Location identification items
• • • •
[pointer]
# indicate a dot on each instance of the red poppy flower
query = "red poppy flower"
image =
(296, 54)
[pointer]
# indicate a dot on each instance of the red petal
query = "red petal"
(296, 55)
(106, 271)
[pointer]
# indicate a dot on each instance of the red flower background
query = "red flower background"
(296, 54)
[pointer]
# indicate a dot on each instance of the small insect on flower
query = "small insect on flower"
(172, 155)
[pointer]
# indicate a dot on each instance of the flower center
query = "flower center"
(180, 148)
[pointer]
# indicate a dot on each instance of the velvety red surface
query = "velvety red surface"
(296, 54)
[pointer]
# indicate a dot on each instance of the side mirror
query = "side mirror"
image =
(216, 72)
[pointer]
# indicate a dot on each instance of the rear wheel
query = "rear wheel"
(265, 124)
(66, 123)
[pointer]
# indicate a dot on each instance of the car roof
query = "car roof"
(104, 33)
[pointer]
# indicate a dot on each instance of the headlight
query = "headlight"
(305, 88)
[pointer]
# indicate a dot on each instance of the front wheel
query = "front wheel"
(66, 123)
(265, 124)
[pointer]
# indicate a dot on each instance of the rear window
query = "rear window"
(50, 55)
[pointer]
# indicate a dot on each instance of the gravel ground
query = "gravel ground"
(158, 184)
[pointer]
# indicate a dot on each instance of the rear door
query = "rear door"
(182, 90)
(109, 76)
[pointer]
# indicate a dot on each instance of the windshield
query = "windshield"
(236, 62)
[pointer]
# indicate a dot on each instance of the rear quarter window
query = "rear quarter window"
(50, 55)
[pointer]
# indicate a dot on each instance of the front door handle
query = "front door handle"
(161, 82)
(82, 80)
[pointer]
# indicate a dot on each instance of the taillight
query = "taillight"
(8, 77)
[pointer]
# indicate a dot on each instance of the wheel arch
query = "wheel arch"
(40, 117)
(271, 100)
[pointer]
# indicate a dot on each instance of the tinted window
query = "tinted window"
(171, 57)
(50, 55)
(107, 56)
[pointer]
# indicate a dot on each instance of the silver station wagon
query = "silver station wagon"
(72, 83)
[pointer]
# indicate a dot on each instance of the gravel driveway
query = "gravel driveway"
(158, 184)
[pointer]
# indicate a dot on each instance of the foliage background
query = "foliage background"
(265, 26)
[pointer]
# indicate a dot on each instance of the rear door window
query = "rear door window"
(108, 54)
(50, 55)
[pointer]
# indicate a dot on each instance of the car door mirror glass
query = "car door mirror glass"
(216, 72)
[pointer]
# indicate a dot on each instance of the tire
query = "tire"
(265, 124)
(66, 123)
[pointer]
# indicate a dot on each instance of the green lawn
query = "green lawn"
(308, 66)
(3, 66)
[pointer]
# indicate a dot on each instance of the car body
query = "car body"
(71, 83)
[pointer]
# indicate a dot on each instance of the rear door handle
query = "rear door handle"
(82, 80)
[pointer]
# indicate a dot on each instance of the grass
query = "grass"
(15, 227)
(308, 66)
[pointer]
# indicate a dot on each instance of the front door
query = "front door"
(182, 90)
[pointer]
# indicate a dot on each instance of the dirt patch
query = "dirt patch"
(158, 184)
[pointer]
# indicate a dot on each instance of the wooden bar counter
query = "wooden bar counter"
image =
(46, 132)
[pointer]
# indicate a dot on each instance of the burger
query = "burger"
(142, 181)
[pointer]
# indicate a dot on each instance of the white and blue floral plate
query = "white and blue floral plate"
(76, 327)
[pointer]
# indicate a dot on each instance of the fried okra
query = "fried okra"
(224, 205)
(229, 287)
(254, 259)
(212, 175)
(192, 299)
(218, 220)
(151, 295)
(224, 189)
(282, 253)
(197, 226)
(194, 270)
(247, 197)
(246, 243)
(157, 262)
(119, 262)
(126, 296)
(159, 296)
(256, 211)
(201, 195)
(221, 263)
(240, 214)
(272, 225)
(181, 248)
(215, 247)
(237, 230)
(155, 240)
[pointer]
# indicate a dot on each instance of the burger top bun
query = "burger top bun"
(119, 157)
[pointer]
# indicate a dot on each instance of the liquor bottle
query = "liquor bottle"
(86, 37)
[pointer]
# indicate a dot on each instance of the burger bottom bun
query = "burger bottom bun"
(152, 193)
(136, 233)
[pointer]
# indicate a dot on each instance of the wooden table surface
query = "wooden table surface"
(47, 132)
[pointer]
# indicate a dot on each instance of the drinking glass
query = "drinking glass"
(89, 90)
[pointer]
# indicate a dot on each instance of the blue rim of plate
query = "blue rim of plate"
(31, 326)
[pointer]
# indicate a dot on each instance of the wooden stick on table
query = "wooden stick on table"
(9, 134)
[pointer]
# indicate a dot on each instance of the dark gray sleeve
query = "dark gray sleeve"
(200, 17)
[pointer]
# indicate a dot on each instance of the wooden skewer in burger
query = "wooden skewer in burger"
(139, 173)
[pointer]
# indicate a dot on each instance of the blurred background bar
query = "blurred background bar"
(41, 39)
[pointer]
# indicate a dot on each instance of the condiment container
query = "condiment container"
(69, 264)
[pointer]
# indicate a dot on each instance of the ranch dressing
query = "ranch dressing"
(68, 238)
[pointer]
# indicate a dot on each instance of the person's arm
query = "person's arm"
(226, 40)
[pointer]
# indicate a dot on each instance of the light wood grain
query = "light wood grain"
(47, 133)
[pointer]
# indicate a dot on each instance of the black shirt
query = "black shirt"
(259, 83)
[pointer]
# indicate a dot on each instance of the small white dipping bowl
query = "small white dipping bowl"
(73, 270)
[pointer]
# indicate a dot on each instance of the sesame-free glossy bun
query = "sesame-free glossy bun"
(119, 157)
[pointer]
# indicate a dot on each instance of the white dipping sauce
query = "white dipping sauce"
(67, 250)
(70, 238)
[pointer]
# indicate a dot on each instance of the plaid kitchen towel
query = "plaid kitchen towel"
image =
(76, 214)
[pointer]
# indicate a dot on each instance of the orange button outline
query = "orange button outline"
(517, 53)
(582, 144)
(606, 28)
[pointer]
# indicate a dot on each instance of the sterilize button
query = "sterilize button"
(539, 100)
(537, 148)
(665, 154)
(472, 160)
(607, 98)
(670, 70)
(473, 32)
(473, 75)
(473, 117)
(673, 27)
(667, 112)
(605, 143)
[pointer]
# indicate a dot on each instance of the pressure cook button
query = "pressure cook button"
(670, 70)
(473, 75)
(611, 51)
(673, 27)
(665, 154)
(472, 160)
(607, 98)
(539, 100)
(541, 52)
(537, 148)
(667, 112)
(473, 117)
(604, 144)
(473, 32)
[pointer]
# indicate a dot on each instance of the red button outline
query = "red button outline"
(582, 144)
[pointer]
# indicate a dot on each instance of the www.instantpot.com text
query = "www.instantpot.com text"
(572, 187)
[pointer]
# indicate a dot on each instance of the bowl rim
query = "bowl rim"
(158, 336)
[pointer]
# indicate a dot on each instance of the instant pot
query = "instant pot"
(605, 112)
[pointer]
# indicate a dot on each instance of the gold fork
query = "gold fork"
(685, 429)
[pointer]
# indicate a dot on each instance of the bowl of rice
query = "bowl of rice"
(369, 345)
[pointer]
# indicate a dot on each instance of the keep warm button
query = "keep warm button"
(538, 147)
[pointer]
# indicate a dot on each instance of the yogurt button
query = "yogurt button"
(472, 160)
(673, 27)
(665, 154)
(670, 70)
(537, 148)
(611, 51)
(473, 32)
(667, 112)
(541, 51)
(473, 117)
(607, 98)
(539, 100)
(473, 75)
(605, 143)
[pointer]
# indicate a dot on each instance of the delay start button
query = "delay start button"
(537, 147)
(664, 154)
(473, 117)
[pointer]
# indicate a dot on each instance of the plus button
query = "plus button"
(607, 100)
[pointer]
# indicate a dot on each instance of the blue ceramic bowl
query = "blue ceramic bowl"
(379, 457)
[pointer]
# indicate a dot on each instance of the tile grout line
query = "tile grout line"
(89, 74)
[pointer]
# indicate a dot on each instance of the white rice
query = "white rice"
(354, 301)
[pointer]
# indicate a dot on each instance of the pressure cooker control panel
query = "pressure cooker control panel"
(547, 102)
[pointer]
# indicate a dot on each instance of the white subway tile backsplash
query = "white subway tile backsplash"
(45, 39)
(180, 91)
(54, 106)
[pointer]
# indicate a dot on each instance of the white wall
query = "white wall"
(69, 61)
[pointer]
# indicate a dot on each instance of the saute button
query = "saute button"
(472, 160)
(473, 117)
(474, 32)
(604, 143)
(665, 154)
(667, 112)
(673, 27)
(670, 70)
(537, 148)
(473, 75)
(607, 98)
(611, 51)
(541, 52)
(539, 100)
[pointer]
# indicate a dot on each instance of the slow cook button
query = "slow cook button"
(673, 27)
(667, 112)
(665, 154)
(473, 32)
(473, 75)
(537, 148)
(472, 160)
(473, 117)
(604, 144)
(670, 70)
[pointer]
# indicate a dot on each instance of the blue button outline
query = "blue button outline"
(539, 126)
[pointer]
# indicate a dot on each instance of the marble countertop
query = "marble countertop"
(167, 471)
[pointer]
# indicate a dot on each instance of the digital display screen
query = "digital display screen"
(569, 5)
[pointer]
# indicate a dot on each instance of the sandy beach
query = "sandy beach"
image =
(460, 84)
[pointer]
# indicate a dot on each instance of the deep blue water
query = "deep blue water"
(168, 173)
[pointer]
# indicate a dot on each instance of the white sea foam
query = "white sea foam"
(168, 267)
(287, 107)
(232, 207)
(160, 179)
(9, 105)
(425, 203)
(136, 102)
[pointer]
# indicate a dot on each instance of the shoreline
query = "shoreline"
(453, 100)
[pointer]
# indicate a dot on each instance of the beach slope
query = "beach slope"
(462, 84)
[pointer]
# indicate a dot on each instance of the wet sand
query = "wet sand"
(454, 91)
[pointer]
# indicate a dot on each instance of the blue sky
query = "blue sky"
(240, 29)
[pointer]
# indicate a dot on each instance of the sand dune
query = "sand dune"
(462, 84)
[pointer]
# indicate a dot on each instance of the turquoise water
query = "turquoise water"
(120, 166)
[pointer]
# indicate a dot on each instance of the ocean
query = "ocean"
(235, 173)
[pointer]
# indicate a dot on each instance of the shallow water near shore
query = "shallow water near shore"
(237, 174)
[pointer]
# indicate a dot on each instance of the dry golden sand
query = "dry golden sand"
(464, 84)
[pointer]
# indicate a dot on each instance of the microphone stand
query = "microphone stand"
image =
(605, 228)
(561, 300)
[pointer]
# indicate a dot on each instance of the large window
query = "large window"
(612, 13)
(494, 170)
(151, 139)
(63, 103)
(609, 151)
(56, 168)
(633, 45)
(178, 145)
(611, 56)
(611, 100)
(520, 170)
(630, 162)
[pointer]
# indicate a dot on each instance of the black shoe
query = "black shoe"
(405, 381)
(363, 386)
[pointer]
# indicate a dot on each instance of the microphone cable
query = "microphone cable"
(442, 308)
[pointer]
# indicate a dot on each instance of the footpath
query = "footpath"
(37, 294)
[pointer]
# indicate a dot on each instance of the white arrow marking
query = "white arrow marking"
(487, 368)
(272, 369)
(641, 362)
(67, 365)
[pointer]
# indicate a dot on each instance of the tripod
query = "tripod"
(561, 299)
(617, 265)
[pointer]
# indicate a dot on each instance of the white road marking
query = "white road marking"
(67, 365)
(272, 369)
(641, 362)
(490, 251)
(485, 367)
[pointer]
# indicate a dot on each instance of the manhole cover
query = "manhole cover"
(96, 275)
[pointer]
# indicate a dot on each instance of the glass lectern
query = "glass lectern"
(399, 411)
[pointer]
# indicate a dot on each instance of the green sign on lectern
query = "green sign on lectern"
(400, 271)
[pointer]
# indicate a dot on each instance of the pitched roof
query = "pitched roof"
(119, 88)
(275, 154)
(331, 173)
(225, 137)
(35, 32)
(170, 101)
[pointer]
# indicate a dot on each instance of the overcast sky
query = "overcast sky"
• • • •
Show each line of the data that contains the string "background".

• _Finished exercise_:
# indicate a dot on each instance of the red flower background
query = "red flower background"
# indicate a dot on each instance of the foliage background
query = "foliage background"
# indicate a dot on each instance of the blurred background bar
query = "blurred background bar"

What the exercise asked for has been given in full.